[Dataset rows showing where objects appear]
--
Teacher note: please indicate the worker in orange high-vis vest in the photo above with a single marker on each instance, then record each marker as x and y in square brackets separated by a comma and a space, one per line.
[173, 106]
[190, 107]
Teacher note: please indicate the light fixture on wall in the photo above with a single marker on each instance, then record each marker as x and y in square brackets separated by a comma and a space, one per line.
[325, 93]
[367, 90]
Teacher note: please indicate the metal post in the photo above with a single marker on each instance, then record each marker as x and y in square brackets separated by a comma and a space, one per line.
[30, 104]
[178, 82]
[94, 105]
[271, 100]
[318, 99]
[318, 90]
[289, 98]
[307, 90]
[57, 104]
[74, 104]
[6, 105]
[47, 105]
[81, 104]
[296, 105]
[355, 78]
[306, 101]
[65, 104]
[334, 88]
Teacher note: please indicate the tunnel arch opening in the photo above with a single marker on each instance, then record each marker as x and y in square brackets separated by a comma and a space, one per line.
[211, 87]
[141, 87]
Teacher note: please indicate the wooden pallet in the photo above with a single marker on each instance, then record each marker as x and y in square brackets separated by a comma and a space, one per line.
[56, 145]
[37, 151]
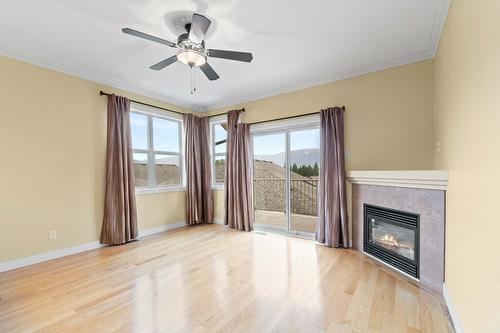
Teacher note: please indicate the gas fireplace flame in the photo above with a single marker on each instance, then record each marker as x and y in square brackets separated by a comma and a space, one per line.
[389, 240]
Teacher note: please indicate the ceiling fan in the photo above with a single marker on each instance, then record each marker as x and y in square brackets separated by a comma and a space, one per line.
[191, 45]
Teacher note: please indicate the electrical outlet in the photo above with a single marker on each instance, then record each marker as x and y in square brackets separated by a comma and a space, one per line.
[438, 147]
[52, 234]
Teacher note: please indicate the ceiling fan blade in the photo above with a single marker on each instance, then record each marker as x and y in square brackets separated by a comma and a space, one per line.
[164, 63]
[231, 55]
[148, 37]
[199, 27]
[209, 72]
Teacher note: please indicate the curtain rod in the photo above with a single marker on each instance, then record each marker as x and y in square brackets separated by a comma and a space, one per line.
[289, 117]
[102, 93]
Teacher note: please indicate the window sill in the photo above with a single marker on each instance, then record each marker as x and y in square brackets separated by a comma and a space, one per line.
[159, 189]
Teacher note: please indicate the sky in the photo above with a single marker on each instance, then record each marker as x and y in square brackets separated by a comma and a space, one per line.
[165, 133]
[274, 144]
[166, 138]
--
_Given task:_ Render every line of the records above as a numbered list, skipping blank lines and leaving the pictures out.

_Output for this exercise:_
1. Teacher note: please indicate the worker in orange high-vis vest in the photo above with a single marker on each instance, then record each marker as x and y in square brackets separated by a comma and a space, one per line.
2. [173, 106]
3. [190, 107]
4. Teacher note: please indicate the light fixture on wall in the photo above with a single marker on each instance, then record each marker as x and y in square brackets separated by a comma and a space, one per line.
5. [325, 93]
6. [367, 90]
7. Teacher note: please indicate the metal post in the photo above with a single marker on each instance, then record each marker as x and y in square brackets separated by a comma and a space, one per line.
8. [30, 104]
9. [178, 82]
10. [94, 105]
11. [271, 100]
12. [318, 99]
13. [318, 90]
14. [289, 98]
15. [307, 90]
16. [57, 104]
17. [74, 104]
18. [6, 105]
19. [47, 105]
20. [81, 104]
21. [296, 105]
22. [355, 78]
23. [306, 101]
24. [65, 104]
25. [334, 88]
26. Teacher note: please indicate the tunnel arch opening in the photo above with a single marker on each instance, then record each marker as x and y in square brackets separated by a comma and a space, one per line.
27. [211, 87]
28. [141, 87]
29. Teacher note: please indicate the wooden pallet in the photo above with a single marker on each instance, then record each marker as x and y in square brackets separated by a comma and a space, one per line.
30. [56, 145]
31. [37, 151]
32. Teacher note: please indicate the gas fireplace flame in the photo above with a single marker on each instance, then record each marker as x and y in square brackets separated by a comma and a space, one per line.
33. [389, 240]
34. Teacher note: please indicate the ceiling fan in the photo above with a single marker on each instance, then record each marker as x and y in square brackets separated by a comma and a space, one per line.
35. [191, 45]
36. Teacher note: please indicate the electrical outlet in the photo above with a single marker on each instance, then record each marker as x and y in square brackets separated by a comma and a space, one per line.
37. [438, 147]
38. [52, 234]
39. Teacher note: please indicate the ceiling fan blade in the photo above with a single marker on each instance, then record each marker as x and y in square brackets separated by a comma and a space, one per line.
40. [164, 63]
41. [231, 55]
42. [148, 37]
43. [199, 27]
44. [209, 72]
45. Teacher note: please indicate the curtain rod in the photo above with a single marker on each instance, then record each marker as x and y in square brackets separated by a comma and a space, one per line.
46. [289, 117]
47. [102, 93]
48. Teacher note: please indicate the window sill in the photo above with a single marker on each instance, then record each marker as x and y in square brackets separated by a comma and a space, one per line.
49. [159, 189]
50. Teacher note: please indicate the sky in the photo above with a single marker on each instance, then record each marker as x and y in square brackets separated by a comma and a space, one per line.
51. [165, 133]
52. [274, 144]
53. [166, 138]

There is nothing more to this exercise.